» What is needed:
Render the records below as a JSON list of strings, one string per line, leaving out blank lines and the pictures.

» Material for the task:
########################################
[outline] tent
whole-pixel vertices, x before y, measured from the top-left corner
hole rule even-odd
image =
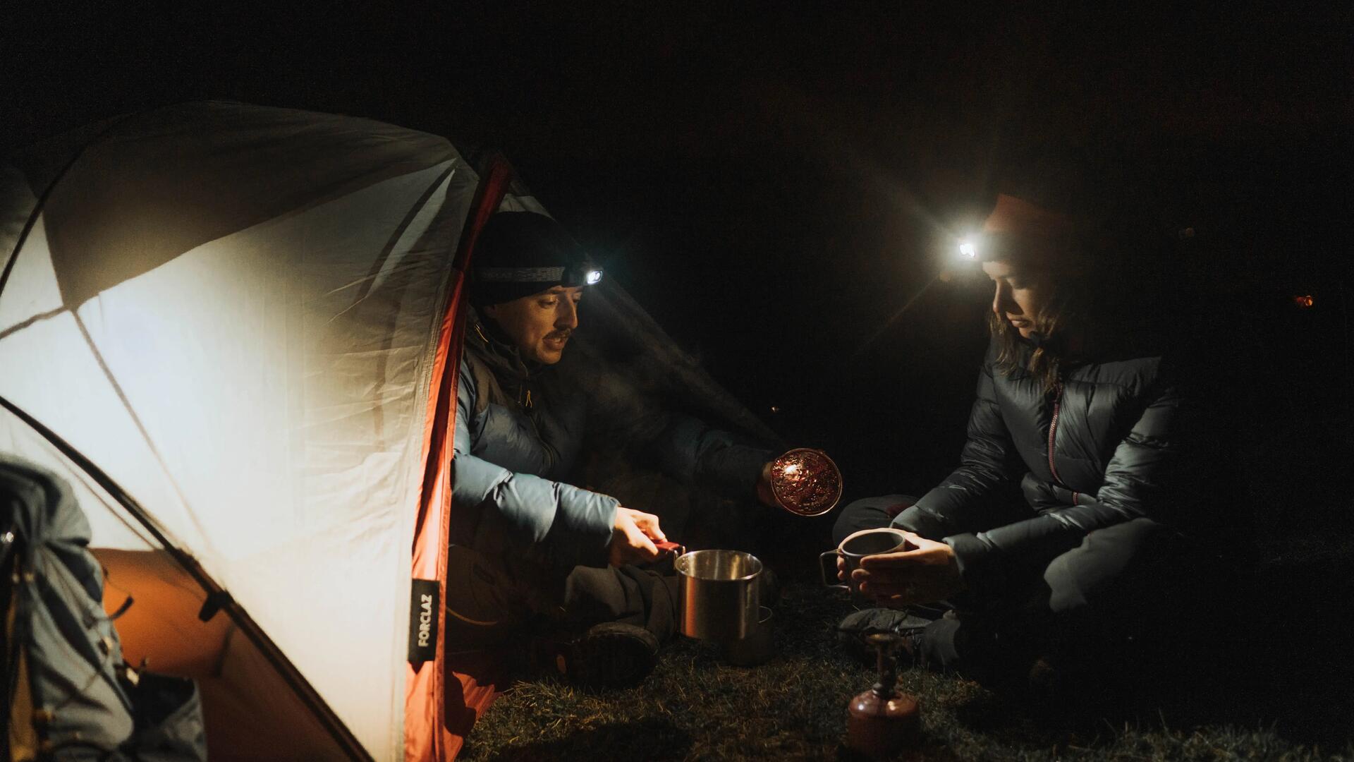
[[[540,209],[478,169],[223,102],[0,164],[0,450],[76,488],[127,660],[198,679],[215,759],[450,759],[492,700],[437,635],[456,317],[485,218]],[[768,434],[615,283],[590,301]]]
########################################
» Exercise output:
[
  "[outline] tent",
  "whole-pixel vertices, x before y, measured from the top-left corner",
  "hole rule even-odd",
  "image =",
  "[[[540,209],[478,169],[223,102],[0,164],[0,450],[76,488],[127,660],[198,679],[215,759],[450,759],[492,700],[437,635],[456,317],[485,218]],[[768,434],[615,283],[590,301]]]"
]